▶ **Document**:
START

The microstructural study revealed, in general, the apparition of precipitates that showed a distribution mainly oriented. Then, two typologies of phases were clearly differenced, a darker area named “matrix”, and plenty of light grey precipitates. In Figure 9, the SEM images showed such precipitates, as well as their special orientation in the microstructure of a specimen fabricated under air and argon conditions during the PTA process without thermal treatment (named “as-built”), and placed at the position 1.2 (according to Figure 7) in both Hastelloy C-22 walls.
As can be seen in Figure 9a,c and Figure 10, at low magnifications (100×) the grain distribution could be clearly identified, regardless of the thermal treatment. Therefore, their origin and distribution could be attributed to possible segregation phenomena during the additive process. Residual porosity could be observed in the specimens, even after the heat treatments.

END

▶ **Problems to work on**:
A. Answer these questions about the Hastelloy C-22 microstructure text:
(i) What name is given to the darker area?
(ii) What are specimens made without thermal treatment called?
(iii) At what magnification could the grain distribution be clearly identified?
B. Retype the stretch of the Hastelloy C-22 microstructure text from "The microstructural study" through "Hastelloy C-22 walls.".

Extracted records:
START

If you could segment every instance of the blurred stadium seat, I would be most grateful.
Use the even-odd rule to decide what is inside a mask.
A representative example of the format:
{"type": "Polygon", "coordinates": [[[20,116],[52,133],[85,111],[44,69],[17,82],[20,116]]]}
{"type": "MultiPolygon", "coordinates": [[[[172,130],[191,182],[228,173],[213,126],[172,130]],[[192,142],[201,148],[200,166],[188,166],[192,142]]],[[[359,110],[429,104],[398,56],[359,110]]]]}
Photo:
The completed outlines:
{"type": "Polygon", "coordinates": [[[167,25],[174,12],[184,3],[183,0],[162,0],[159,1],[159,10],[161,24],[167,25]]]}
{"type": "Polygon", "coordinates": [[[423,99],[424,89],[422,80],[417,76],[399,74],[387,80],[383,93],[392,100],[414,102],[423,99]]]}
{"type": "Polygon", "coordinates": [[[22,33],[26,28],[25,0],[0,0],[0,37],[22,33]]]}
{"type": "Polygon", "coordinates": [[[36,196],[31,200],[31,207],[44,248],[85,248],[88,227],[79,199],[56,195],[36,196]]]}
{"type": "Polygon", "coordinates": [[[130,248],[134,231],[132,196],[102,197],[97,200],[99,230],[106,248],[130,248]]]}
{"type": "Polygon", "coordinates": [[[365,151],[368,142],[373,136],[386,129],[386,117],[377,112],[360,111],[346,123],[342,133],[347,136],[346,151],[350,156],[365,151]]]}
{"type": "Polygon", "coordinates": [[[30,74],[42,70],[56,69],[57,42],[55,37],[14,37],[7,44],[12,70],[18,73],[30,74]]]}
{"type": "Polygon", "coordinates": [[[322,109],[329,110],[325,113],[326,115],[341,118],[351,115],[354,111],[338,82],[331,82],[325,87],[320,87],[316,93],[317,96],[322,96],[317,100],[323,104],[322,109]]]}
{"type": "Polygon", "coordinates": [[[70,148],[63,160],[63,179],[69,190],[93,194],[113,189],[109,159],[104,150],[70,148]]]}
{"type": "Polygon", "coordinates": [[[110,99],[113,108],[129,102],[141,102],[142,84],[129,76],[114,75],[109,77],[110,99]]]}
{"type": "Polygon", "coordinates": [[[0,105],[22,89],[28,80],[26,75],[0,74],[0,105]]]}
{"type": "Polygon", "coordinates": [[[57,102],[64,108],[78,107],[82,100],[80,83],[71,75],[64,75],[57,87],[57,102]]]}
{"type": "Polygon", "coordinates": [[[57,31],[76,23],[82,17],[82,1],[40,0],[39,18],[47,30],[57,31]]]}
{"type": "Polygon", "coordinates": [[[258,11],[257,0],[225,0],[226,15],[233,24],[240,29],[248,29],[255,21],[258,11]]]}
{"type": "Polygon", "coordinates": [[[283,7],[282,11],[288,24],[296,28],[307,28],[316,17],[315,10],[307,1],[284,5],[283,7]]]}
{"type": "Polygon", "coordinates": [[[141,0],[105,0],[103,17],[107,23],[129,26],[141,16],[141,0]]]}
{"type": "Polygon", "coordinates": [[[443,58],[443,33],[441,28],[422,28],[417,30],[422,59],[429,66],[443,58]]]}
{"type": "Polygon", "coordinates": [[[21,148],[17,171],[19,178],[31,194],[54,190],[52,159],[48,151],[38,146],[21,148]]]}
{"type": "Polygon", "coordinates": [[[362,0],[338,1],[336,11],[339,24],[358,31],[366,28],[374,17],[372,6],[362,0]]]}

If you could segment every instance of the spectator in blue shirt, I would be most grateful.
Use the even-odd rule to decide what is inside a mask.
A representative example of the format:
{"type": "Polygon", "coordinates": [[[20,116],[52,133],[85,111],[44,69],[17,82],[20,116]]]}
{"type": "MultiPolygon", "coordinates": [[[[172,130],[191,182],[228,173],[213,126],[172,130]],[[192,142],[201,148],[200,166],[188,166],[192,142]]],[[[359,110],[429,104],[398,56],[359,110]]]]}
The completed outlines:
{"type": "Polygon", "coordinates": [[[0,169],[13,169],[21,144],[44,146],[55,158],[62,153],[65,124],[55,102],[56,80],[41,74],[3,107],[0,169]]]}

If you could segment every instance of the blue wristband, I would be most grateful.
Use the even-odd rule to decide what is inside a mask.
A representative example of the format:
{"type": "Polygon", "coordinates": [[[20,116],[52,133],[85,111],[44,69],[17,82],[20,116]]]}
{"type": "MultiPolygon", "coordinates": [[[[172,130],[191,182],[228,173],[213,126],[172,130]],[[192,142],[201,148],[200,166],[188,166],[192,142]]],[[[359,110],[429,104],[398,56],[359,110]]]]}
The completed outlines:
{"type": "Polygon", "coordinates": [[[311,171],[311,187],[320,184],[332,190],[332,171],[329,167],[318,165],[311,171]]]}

END

▶ **Answers by task**:
A.
(i) "Matrix"
(ii) "As-built"
(iii) 100×

B.
The microstructural study revealed, in general, the apparition of precipitates that showed a distribution mainly oriented. Then, two typologies of phases were clearly differenced, a darker area named “matrix”, and plenty of light grey precipitates. In Figure 9, the SEM images showed such precipitates, as well as their special orientation in the microstructure of a specimen fabricated under air and argon conditions during the PTA process without thermal treatment (named “as-built”), and placed at the position 1.2 (according to Figure 7) in both Hastelloy C-22 walls.